Instructions for the task: Please arrange the data below as a numbered list, from the line containing "Teacher note: please indicate the grey" through the last line, both included, and leave out any blank lines.

Supplied data:
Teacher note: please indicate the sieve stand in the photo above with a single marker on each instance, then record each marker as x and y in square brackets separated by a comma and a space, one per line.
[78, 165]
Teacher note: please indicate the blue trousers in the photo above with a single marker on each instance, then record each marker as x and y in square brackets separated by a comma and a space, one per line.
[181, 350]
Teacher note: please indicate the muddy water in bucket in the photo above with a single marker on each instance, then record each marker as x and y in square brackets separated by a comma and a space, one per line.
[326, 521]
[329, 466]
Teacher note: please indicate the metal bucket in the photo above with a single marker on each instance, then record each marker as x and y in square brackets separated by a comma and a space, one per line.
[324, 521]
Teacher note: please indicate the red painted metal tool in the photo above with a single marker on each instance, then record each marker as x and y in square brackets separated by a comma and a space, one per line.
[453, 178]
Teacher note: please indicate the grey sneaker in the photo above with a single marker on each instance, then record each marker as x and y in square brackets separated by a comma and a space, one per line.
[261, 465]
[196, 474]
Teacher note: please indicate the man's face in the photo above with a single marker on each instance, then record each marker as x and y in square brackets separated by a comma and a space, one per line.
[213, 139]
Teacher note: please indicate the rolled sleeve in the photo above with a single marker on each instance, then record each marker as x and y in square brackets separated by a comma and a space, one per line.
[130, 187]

Reply:
1. Teacher note: please indicate the grey sneaker in the photo above with a single marker on each instance, then record each marker as x and y in square brackets separated by a comma and a space, one per line.
2. [261, 465]
3. [196, 474]
4. Teacher note: please indicate the man's face in the photo above with a single marker on each instance, then record each marker as x and y in square brackets separated by a comma and a space, one per line.
5. [213, 139]
6. Teacher note: please indicate the rolled sleeve in the photo above with a single marker on each instance, then record each marker as x and y in square brackets separated by a comma and a space, one per line.
7. [130, 187]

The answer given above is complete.